Point-per-instance localization data:
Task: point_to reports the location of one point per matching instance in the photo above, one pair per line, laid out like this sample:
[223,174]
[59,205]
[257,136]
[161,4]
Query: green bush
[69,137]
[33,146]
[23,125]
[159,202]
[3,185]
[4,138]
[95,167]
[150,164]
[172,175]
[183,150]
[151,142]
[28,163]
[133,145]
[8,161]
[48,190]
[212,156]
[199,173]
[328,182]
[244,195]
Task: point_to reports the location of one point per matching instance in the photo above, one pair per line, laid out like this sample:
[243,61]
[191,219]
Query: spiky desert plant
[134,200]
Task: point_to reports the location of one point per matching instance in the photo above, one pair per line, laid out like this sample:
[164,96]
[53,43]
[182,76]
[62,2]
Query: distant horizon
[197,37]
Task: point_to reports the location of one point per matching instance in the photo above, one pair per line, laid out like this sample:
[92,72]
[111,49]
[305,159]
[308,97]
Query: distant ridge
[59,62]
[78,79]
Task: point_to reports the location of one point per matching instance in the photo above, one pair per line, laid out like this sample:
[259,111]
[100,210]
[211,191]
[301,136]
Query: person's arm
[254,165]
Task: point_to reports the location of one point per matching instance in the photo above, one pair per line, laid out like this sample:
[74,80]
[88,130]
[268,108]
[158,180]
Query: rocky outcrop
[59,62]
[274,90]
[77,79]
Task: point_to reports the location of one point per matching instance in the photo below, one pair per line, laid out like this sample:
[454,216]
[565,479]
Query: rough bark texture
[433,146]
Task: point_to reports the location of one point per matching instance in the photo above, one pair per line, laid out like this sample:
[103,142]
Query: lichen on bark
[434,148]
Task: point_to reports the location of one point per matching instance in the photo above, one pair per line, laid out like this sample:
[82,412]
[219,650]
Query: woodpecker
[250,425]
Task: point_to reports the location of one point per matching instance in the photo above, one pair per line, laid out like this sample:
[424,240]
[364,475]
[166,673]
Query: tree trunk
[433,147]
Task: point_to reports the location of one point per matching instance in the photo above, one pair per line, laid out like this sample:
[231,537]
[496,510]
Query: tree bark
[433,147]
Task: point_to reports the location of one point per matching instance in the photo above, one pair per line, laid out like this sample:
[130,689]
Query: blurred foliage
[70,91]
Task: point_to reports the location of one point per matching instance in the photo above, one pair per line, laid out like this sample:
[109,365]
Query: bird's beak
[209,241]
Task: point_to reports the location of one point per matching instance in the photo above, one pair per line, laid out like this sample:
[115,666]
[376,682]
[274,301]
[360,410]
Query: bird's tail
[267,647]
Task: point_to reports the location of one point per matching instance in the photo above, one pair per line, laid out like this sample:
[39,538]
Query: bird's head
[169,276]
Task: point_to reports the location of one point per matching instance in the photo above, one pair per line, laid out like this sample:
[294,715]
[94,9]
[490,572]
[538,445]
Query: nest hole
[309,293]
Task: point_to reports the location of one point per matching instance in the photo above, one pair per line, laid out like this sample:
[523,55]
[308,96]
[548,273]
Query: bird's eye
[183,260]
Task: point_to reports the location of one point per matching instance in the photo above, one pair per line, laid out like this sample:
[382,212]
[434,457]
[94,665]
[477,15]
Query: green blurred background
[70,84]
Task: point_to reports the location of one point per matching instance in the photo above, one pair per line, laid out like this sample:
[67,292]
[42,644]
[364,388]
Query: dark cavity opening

▶ [What you should do]
Every record, word for word, must be returned.

▶ [Worked solution]
Task: point_to reports the location of one point per matching instance in the photo above, one pair per line, laid out like this sample:
[223,174]
[59,205]
[257,136]
[161,4]
Query: green bush
[69,137]
[33,146]
[23,125]
[159,202]
[3,185]
[4,138]
[95,167]
[150,164]
[172,175]
[183,150]
[151,142]
[28,163]
[133,145]
[8,161]
[48,190]
[212,156]
[199,173]
[328,182]
[244,195]
Task: point_to reports the location of one point per matching instance in the photo above, one pair per line, laid out like this sample:
[243,61]
[191,219]
Query: spiky desert plant
[134,200]
Task: point_to reports the location of one point per matching instance in the photo above, one pair per line, laid out like this sample:
[164,96]
[53,43]
[182,76]
[62,2]
Query: distant horizon
[197,37]
Task: point_to reports the location of one point per matching instance in the photo above, one pair per line, laid out like this sample:
[92,72]
[111,49]
[305,159]
[308,97]
Query: distant ridge
[59,62]
[78,79]
Task: point_to reports the location of one point per matching instance in the photo above, one pair per line, laid out like this sample:
[259,111]
[100,210]
[211,191]
[301,136]
Query: person's arm
[254,165]
Task: point_to reports the location of one point per matching instance in the photo above, one pair per line, laid out like this sample:
[74,80]
[88,130]
[268,108]
[158,180]
Query: rocky outcrop
[59,62]
[274,90]
[77,79]
Task: point_to reports the location of one point per matching instance in the photo below, one pair per line, laid out like this sample:
[454,216]
[565,479]
Query: rough bark texture
[433,146]
Task: point_to reports the location of one point per matching instance in the photo above, one pair per line, laid out like this sample:
[103,142]
Query: lichen on bark
[434,148]
Task: point_to reports the location of one point per matching instance in the photo above, one pair per line, laid out like this sample:
[82,412]
[219,650]
Query: woodpecker
[250,425]
Task: point_to reports the location of one point per matching instance in the photo above, one pair per line, laid out like this sample:
[424,240]
[364,475]
[166,673]
Query: tree trunk
[433,147]
Task: point_to reports the location of one point per matching instance in the photo above, one pair per line, laid out like this sample:
[231,537]
[496,510]
Query: tree bark
[433,147]
Task: point_to reports the location of one point per matching instance in the photo above, one pair per line, laid out like this sample:
[130,689]
Query: blurred foliage
[70,91]
Task: point_to reports the location of one point per matching instance in the photo above, one pair per line, laid out like this sample:
[109,365]
Query: bird's beak
[209,241]
Task: point_to reports the location of one point per matching instance in the photo above, one pair per line, laid out like this sample:
[115,666]
[376,682]
[274,301]
[360,410]
Query: bird's tail
[267,647]
Task: point_to reports the location of one point per matching instance in the photo above, one pair per line, laid out like this sample:
[39,538]
Query: bird's head
[169,276]
Task: point_to reports the location of one point per matching instance in the photo above, one pair per line, laid out like this sample:
[294,715]
[94,9]
[490,572]
[538,445]
Query: nest hole
[309,293]
Task: point_to reports the location of one point per matching instance in the photo above, one pair per line, laid out like this sample:
[523,55]
[308,96]
[548,273]
Query: bird's eye
[183,260]
Task: point_to reports the location of one point per matching instance in the photo above, one pair per line, laid out like this sample:
[382,212]
[434,457]
[94,665]
[477,15]
Query: green blurred background
[70,84]
Task: point_to reports the location of one point per matching instance in the photo above, one pair per line, laid out like this sample:
[67,292]
[42,644]
[364,388]
Query: dark cavity opening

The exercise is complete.